# REQUIRED WORK
Give back every record exactly as it reads.

# RECORDS SHOWN
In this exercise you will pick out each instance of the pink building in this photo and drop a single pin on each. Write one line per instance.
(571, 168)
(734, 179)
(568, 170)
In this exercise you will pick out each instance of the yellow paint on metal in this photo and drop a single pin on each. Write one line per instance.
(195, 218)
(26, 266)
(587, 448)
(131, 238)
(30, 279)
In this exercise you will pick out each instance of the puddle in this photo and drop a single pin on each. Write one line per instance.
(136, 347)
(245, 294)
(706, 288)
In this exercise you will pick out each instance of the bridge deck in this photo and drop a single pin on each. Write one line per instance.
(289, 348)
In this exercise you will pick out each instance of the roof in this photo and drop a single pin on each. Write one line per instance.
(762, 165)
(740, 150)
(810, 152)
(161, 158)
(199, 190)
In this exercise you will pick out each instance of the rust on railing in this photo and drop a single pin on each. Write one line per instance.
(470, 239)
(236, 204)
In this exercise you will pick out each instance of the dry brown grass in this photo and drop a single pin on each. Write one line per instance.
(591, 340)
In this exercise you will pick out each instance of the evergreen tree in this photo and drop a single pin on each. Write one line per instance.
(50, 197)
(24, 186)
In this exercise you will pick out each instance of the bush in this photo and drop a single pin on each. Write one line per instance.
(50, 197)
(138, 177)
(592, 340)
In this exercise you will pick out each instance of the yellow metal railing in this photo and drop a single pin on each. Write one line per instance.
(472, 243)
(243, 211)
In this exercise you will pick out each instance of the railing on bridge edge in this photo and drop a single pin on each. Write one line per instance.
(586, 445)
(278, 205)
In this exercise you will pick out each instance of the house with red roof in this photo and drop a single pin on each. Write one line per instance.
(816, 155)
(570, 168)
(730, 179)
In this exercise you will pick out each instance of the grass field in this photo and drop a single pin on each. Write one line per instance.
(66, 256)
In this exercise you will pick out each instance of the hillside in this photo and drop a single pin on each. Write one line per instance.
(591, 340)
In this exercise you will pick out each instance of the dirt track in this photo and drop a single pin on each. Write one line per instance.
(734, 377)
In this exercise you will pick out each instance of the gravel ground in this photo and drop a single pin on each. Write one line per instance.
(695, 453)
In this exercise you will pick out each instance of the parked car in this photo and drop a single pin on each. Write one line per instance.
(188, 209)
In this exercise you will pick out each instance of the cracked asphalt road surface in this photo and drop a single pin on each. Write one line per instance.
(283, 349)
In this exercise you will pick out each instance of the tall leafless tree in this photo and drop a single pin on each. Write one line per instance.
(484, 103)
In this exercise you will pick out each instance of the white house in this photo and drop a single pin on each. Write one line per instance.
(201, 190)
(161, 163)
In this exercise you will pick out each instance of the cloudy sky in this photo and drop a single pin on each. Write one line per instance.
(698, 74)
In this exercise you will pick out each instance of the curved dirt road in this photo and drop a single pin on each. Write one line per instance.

# YOUR RESPONSE
In this exercise you will pick out each instance of the pink building in this photo and drop a single pin on each. Write one line per instance.
(571, 168)
(734, 179)
(568, 170)
In this exercise you will pick out each instance of the yellow paint on metal in this photo and drop a single pin on each. Write one line per instance.
(195, 218)
(26, 266)
(587, 448)
(131, 238)
(30, 279)
In this exercise you will pick out each instance of the puddle in this photo and drop a single pin on each. Write one line per instance.
(136, 347)
(245, 294)
(706, 288)
In this exercise you will pick out each instance of the bridge deck in this photo and drop a single pin on each. Write one line per instance.
(289, 348)
In this exercise you will pick out each instance of the roof in this photo and drop a single pin on each. Write one line per instance.
(762, 165)
(740, 150)
(810, 152)
(161, 158)
(199, 190)
In this exercise you will pick out each instance of the rust on railing in this photo and drop a single pin on each. Write one line per instance.
(470, 239)
(236, 204)
In this exercise you will pick out each instance of the dry brown grass in this photo and drop a single pin on each. Write one line per instance.
(591, 340)
In this exercise you will pick out each instance of the evergreen tree in this photo and drop a single pin on each. Write one line per instance.
(50, 197)
(24, 186)
In this exercise you will pick out each instance of the bush in this photo and drop a single pin on each. Write one line per instance.
(50, 197)
(138, 177)
(592, 340)
In this exercise you will pick out each instance of the yellow metal railing in this photo and drop a single pin on each. Write one line per instance.
(472, 243)
(243, 211)
In this exercise you will pick out each instance of the railing on bridge edge in this photo and drop a single pin on each. Write one line per instance.
(586, 445)
(278, 205)
In this exercise you will pick out each instance of the house with red roof in this photo and drop a single pin on each. Write one line per instance.
(816, 155)
(570, 168)
(730, 179)
In this exercise you will pick out each instance of the grass field in this photo and drop a single pin on each. Write one line per instance.
(66, 256)
In this exercise you will pick out each instance of the hillside in this photo and drop a single pin on each. Write one line per instance.
(591, 340)
In this exercise you will pick out each instance of the dirt track in this photo and drop a single pin on each. Write one line per instance.
(734, 377)
In this exercise you will pick out each instance of the gravel ground in this photo and drop a single pin on each. Write one line per instance.
(695, 453)
In this exercise you will pick out each instance of the parked car in this photo and drop a single pin on each. Write one line per instance.
(188, 209)
In this exercise you will pick out each instance of the cracked asphalt road surface in this photo and drop a single pin on each. Write one line per instance.
(283, 349)
In this exercise you will pick out each instance of the tall leafless tree in this photo and drop a single pin on each. Write one line per instance.
(484, 103)
In this exercise you will pick out each instance of the white house in this photo and drop a single pin on each. Write one line per instance.
(201, 190)
(161, 163)
In this exercise you will pick out each instance of the cloudy sky in this photo and drop a single pin on each. Write one line per instance.
(698, 74)
In this exercise you will pick out each instance of the curved dirt road in this photo and drop a single pin on each. Write one line per instance.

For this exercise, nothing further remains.